** Begin **

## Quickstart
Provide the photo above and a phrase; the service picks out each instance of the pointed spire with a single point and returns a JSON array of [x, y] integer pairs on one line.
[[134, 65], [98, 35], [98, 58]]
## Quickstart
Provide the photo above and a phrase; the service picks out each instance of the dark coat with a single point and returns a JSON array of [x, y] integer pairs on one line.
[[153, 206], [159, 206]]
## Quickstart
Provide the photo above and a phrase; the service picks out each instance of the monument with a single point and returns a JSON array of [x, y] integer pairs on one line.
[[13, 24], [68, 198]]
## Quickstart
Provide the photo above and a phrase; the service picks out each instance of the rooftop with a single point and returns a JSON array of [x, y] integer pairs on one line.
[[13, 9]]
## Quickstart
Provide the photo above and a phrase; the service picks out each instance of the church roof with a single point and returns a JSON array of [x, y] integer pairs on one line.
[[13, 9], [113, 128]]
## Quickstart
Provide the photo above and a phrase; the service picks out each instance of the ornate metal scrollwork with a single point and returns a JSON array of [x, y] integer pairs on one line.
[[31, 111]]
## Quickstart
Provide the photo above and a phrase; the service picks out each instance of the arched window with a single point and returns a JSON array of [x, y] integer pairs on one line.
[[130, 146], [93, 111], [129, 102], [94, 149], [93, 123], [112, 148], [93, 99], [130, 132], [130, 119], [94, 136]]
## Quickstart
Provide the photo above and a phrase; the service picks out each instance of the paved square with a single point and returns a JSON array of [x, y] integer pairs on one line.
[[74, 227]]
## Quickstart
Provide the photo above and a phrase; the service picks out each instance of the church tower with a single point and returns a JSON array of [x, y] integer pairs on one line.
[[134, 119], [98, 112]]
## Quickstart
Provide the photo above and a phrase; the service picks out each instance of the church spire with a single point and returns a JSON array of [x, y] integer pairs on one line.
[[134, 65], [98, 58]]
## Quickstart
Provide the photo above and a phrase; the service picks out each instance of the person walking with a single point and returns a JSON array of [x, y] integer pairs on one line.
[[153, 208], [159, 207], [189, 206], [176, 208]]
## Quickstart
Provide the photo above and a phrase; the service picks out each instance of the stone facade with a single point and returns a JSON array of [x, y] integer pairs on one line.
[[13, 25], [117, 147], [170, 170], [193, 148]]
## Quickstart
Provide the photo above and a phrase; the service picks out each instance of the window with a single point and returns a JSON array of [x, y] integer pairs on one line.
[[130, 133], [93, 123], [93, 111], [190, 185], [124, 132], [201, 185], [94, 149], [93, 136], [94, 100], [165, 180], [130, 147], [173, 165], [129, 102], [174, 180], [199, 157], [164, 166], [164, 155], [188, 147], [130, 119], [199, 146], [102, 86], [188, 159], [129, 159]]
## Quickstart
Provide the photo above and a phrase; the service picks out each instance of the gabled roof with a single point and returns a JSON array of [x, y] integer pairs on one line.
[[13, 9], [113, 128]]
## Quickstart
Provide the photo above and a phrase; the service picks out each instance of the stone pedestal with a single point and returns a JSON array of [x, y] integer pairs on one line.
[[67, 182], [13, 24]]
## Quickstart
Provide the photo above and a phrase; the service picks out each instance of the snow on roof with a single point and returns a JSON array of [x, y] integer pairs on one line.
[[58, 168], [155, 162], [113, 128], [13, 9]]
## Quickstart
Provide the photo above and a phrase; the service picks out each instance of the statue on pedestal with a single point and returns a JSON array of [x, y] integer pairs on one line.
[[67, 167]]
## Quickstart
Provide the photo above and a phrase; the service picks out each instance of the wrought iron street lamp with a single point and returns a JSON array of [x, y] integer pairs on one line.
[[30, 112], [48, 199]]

** End **

_What the exercise asks_: Retype all of the records above line for line, without changing any character.

_Solved problem_:
## Quickstart
Provide the photo above and a phrase; the service picks out each instance of the pointed spire with a single point and returns a JSON array of [x, y] integer pairs on one line.
[[134, 65], [98, 35], [98, 58]]
## Quickstart
Provide the photo above and a phrase; the service picks out each instance of the dark coat with a single point and returns a JSON array of [x, y] integer pairs on one line.
[[153, 206], [159, 206]]
## Quickstart
Provide the photo above and a phrase; the service picks out each instance of the monument with a single point and returns a JSON array of [x, y] integer pairs on one line.
[[13, 24], [68, 198]]
## Quickstart
Provide the photo above and a phrase; the service picks out each instance of the rooftop with a single point and returns a JSON array of [x, y] integer pairs on one line.
[[13, 9]]
## Quickstart
Provide the photo above and a phrase; the service picks out each instance of the church roof with a single point and returns a JSON array of [x, y] integer pairs on one line.
[[13, 9], [113, 128]]
## Quickstart
Provide the photo above and a phrase; the service picks out each instance of the ornate metal scrollwork with a single point and returns a JSON array of [x, y] integer pairs on one line.
[[31, 111]]
## Quickstart
Provide the photo above and a phrase; the service picks out each instance of the arched window with a single point and returns a JSON array of [x, y] integer pairs on one line.
[[130, 146], [93, 111], [129, 102], [94, 149], [93, 123], [112, 148], [93, 99], [130, 132], [130, 119], [94, 136]]
## Quickstart
Provide the photo above and a phrase; the service picks out each instance of the paved square with a single point and returns a JSON array of [x, y] integer pairs on one line.
[[74, 227]]
## Quickstart
Provide the photo above and a phrase; the service picks out each instance of the church tower with a single point and returns a JSON array of [x, y] integer pairs on one line.
[[134, 119], [98, 112]]
## Quickstart
Provide the photo above and a phrase; the service picks out each instance of the church spire with a single point and returns a JSON array of [x, y] integer pairs on one line.
[[134, 65], [98, 58]]
## Quickstart
Provide the photo above and a phrase; the service picks out each instance of the person walking with a single point and returns a JSON array of [x, y] integer pairs on one line.
[[153, 208], [159, 207], [189, 206], [176, 208]]
## Quickstart
Provide the photo above and a phrase; the service picks out each instance of the stone facade with a single point and returns a JSON array of [x, y] integer pairs on one line.
[[13, 25], [117, 147], [170, 170], [193, 148]]
## Quickstart
Provide the photo above and a phrase; the service picks out each instance of the window with a single point and returns a JSON array of [x, y] integer pairs on one line.
[[130, 133], [93, 123], [93, 111], [190, 185], [124, 132], [201, 185], [94, 149], [93, 136], [94, 100], [165, 180], [130, 147], [173, 165], [129, 102], [174, 180], [199, 157], [164, 166], [164, 155], [188, 147], [130, 119], [199, 146], [102, 86], [188, 159], [129, 159]]
## Quickstart
Provide the photo above and a phrase; the service picks out each instance of the gabled roof with a single point and returns a JSON array of [x, y] integer pairs on one line.
[[13, 9], [113, 128]]
## Quickstart
Provide the photo above and a phrase; the service picks out each instance of the stone pedestal with a single point and returns a JSON array of [x, y] integer pairs on one line.
[[67, 182], [13, 24]]
## Quickstart
Provide the photo above and a phrase; the service picks out each instance of the snow on roof with a single point and returns a JSON array of [x, y] integer pairs on one line.
[[58, 168], [155, 162], [113, 128], [13, 9]]
## Quickstart
Provide the photo above and a phrase; the service picks out each instance of the statue on pedestal with a single point and returns a JSON array of [x, y] integer pairs on one line.
[[67, 167]]
## Quickstart
Provide the photo above and a phrase; the service picks out each instance of the wrought iron street lamp with a single point and returns a JSON array of [x, y] integer pairs on one line.
[[30, 112], [48, 199]]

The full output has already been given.